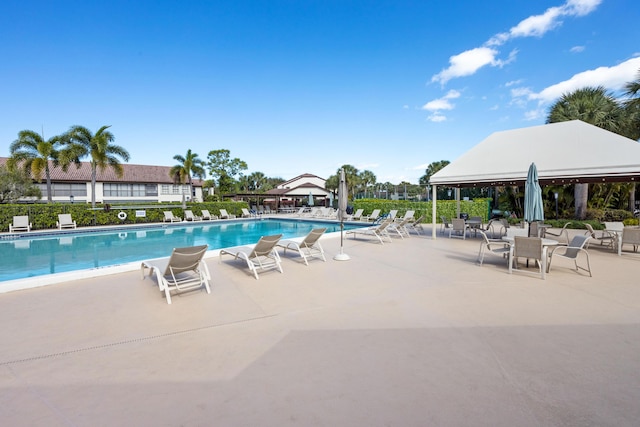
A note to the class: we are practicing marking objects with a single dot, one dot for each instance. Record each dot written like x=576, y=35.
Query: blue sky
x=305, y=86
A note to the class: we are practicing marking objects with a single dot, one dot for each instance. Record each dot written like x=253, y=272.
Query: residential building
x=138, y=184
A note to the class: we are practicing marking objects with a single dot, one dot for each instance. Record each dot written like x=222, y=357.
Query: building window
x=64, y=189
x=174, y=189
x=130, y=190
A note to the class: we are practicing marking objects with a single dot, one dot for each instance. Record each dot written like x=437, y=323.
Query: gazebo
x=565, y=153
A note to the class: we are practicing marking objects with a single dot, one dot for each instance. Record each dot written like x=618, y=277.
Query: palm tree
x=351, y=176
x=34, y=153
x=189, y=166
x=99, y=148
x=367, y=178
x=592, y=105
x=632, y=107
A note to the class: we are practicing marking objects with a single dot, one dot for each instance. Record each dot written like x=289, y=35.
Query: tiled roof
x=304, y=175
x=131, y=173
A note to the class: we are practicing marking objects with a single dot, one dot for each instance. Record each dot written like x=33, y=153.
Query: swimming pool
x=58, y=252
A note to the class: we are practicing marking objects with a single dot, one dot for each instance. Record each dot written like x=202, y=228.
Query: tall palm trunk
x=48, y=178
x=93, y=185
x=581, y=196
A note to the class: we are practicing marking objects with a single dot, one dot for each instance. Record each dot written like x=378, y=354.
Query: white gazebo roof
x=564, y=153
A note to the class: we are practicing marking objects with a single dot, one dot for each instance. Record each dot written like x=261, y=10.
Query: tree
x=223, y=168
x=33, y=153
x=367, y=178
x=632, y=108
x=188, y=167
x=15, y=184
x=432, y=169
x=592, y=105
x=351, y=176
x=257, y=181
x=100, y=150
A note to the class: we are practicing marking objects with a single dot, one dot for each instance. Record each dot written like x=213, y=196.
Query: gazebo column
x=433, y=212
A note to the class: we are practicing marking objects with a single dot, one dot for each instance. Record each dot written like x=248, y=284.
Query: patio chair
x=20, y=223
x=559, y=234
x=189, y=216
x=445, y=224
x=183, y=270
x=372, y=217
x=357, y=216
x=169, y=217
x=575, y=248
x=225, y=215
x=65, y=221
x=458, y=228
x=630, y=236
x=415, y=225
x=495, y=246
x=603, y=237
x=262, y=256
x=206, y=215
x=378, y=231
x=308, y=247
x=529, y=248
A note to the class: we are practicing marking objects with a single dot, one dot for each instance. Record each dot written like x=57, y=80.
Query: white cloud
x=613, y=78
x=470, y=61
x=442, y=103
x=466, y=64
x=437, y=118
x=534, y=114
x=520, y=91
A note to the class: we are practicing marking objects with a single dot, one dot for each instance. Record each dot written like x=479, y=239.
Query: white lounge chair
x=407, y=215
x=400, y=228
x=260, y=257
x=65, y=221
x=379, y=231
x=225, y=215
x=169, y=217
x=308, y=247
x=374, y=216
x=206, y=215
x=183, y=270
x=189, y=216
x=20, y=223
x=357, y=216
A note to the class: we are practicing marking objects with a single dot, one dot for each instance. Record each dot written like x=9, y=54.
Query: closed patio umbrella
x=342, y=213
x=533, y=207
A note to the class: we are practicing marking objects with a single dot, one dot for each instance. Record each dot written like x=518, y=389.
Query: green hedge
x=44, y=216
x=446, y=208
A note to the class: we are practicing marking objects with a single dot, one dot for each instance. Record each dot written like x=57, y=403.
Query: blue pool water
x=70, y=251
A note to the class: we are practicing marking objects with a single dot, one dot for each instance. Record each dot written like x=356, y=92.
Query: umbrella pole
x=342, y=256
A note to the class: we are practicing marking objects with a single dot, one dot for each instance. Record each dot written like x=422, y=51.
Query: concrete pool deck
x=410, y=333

--

## TASK DIRECTIONS
Format every line of the entries above as a Markdown table with the columns No. and Line, numbering the rows in order and omitting blank lines. Leave the pictures out of the table.

## REPLY TO THE TASK
| No. | Line |
|---|---|
| 1 | A note to the class: we are practicing marking objects with a single dot, one dot for each instance. Record each dot written like x=576, y=35. |
| 2 | Query: blue sky |
| 3 | x=305, y=86 |
| 4 | A note to the class: we are practicing marking objects with a single dot, one dot for each instance. Record each dot written like x=253, y=272. |
| 5 | Query: residential building |
| 6 | x=138, y=184 |
| 7 | A note to the class: we are practicing marking objects with a single dot, one dot for each instance. Record each dot written like x=222, y=357. |
| 8 | Query: building window |
| 9 | x=64, y=189 |
| 10 | x=174, y=189 |
| 11 | x=130, y=190 |
| 12 | A note to the class: we are practicing marking objects with a single dot, one dot for each instance. Record each dot written like x=437, y=323. |
| 13 | Query: gazebo |
| 14 | x=565, y=153 |
| 15 | A note to the class: we are practicing marking objects with a single dot, one dot for each instance. Record each dot written like x=618, y=277. |
| 16 | Query: palm tree |
| 17 | x=351, y=176 |
| 18 | x=34, y=153 |
| 19 | x=189, y=166 |
| 20 | x=99, y=148 |
| 21 | x=367, y=178 |
| 22 | x=592, y=105 |
| 23 | x=632, y=107 |
| 24 | A note to the class: we are practicing marking objects with a single dot, one dot for each instance. Record each dot written like x=289, y=35. |
| 25 | Query: tiled roof |
| 26 | x=304, y=175 |
| 27 | x=131, y=173 |
| 28 | A note to the class: we are practicing marking objects with a single dot, one dot for each instance. Record each dot written like x=33, y=153. |
| 29 | Query: swimming pool |
| 30 | x=58, y=252 |
| 31 | A note to the class: we are practicing marking objects with a single dot, one dot for each instance. Record each dot written like x=202, y=228. |
| 32 | Query: tall palm trunk |
| 33 | x=48, y=178 |
| 34 | x=93, y=185 |
| 35 | x=581, y=196 |
| 36 | A note to the class: we are practicing marking objects with a single dot, one dot for each instance. Record each dot written like x=378, y=354. |
| 37 | Query: white gazebo roof |
| 38 | x=564, y=153 |
| 39 | A note to the class: we are practicing marking objects with a single dot, one dot for each instance. Record each dot written like x=261, y=10. |
| 40 | Query: tree |
| 41 | x=223, y=168 |
| 42 | x=33, y=153 |
| 43 | x=367, y=178 |
| 44 | x=632, y=108 |
| 45 | x=188, y=167 |
| 46 | x=15, y=184 |
| 47 | x=432, y=169 |
| 48 | x=592, y=105 |
| 49 | x=351, y=176 |
| 50 | x=257, y=181 |
| 51 | x=100, y=150 |
| 52 | A note to the class: we are practicing marking objects with a single dot, one dot for each instance. Record each dot written like x=213, y=196. |
| 53 | Query: gazebo column |
| 54 | x=433, y=212 |
| 55 | A note to the class: we are practicing marking objects with a single dot, one dot for each instance. Record each dot written like x=248, y=284. |
| 56 | Query: patio chair |
| 57 | x=20, y=223 |
| 58 | x=559, y=234 |
| 59 | x=189, y=216 |
| 60 | x=445, y=224 |
| 61 | x=183, y=270 |
| 62 | x=372, y=217 |
| 63 | x=357, y=216 |
| 64 | x=169, y=217 |
| 65 | x=575, y=248 |
| 66 | x=225, y=215 |
| 67 | x=65, y=221 |
| 68 | x=458, y=228 |
| 69 | x=630, y=236 |
| 70 | x=415, y=225 |
| 71 | x=495, y=246 |
| 72 | x=603, y=237 |
| 73 | x=262, y=256 |
| 74 | x=206, y=215 |
| 75 | x=378, y=231 |
| 76 | x=308, y=247 |
| 77 | x=529, y=248 |
| 78 | A note to the class: we are practicing marking objects with a single dot, one dot for each instance. Record each dot written like x=57, y=80. |
| 79 | Query: white cloud |
| 80 | x=613, y=78 |
| 81 | x=470, y=61 |
| 82 | x=442, y=103 |
| 83 | x=466, y=64 |
| 84 | x=437, y=118 |
| 85 | x=534, y=114 |
| 86 | x=520, y=91 |
| 87 | A note to the class: we are practicing marking objects with a single dot, one dot for each instance. Record each dot written like x=479, y=239. |
| 88 | Query: white lounge chair |
| 89 | x=407, y=215 |
| 90 | x=400, y=228 |
| 91 | x=260, y=257 |
| 92 | x=65, y=221 |
| 93 | x=379, y=231 |
| 94 | x=225, y=215 |
| 95 | x=169, y=217 |
| 96 | x=308, y=247 |
| 97 | x=374, y=216 |
| 98 | x=206, y=215 |
| 99 | x=183, y=270 |
| 100 | x=189, y=216 |
| 101 | x=20, y=223 |
| 102 | x=357, y=216 |
| 103 | A note to the class: we are practicing marking objects with a single dot, one dot for each instance. Record each dot written like x=9, y=54. |
| 104 | Query: closed patio umbrella |
| 105 | x=342, y=213 |
| 106 | x=533, y=207 |
| 107 | A note to the class: we are practicing marking objects with a single dot, one dot for each instance. Record each dot written like x=518, y=389. |
| 108 | Query: green hedge |
| 109 | x=44, y=216 |
| 110 | x=446, y=208 |
| 111 | A note to the class: we are practicing marking objects with a single dot, one dot for each instance. Record each dot written like x=57, y=403. |
| 112 | Query: blue pool water |
| 113 | x=70, y=251 |
| 114 | A note to the class: we are practicing marking objects with a single dot, one dot for each instance. Record each dot written like x=356, y=92. |
| 115 | Query: umbrella pole |
| 116 | x=342, y=256 |
| 117 | A note to the class: we are practicing marking objects with a single dot, one dot for each instance. Record each dot written like x=422, y=51. |
| 118 | Query: concrete pool deck |
| 119 | x=410, y=333 |